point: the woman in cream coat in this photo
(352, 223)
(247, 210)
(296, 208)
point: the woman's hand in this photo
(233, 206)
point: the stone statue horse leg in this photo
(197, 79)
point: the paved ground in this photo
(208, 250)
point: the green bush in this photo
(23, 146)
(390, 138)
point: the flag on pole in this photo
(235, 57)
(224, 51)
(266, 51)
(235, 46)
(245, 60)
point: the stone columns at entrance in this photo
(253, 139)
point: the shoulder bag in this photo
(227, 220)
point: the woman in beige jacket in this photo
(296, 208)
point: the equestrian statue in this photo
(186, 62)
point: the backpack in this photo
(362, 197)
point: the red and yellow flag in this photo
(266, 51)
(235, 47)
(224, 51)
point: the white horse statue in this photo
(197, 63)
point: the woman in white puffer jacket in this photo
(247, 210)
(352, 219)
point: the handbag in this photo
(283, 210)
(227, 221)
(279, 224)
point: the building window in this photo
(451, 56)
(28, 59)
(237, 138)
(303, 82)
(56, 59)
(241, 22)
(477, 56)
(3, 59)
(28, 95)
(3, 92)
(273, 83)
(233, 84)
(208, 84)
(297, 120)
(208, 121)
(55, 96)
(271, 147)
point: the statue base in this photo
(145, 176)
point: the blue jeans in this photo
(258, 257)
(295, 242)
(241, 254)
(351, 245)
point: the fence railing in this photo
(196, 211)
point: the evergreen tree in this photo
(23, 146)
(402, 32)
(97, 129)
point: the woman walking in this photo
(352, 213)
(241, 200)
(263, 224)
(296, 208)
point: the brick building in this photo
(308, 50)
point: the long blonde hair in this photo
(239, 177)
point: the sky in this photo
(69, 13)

→ **Aufgabenbeschreibung**: Duplizieren Sie sämtliche obenstehenden Zeilen ohne die geringste Abweichung.

→ **Lösung der Aufgabe**:
point: the woman in cream coat in this photo
(352, 223)
(247, 210)
(296, 208)
point: the woman's hand in this photo
(233, 206)
point: the stone statue horse leg in this photo
(197, 79)
point: the paved ground in this photo
(208, 250)
point: the green bush in this photo
(23, 146)
(390, 138)
point: the flag on pole in this photo
(235, 57)
(224, 51)
(266, 51)
(235, 46)
(245, 60)
point: the stone columns at entrance in this photo
(253, 139)
point: the shoulder bag in this photo
(227, 220)
point: the woman in beige jacket in this photo
(296, 208)
point: the equestrian statue in this photo
(186, 62)
point: the backpack in this photo
(362, 197)
point: the red and yellow flag in this photo
(266, 51)
(235, 47)
(224, 51)
point: the white horse statue in this photo
(197, 63)
point: the woman in white puffer jacket in this photo
(247, 210)
(352, 219)
point: the handbag in this photo
(283, 210)
(227, 221)
(279, 224)
point: the building window in this photo
(451, 56)
(28, 59)
(237, 138)
(303, 82)
(56, 59)
(241, 22)
(477, 56)
(3, 59)
(28, 95)
(3, 92)
(273, 83)
(233, 84)
(208, 84)
(297, 120)
(208, 121)
(55, 96)
(271, 147)
point: the statue base in this photo
(145, 176)
point: the blue jeans in this photo
(258, 257)
(295, 242)
(241, 254)
(351, 245)
point: the fence railing in this photo
(196, 211)
point: the evergreen tree in this photo
(23, 146)
(402, 32)
(97, 129)
point: the woman walking in this photo
(352, 213)
(241, 200)
(263, 224)
(296, 208)
point: the brick building in this photo
(308, 50)
point: the long blonde hair in this photo
(239, 177)
point: the sky in this photo
(69, 13)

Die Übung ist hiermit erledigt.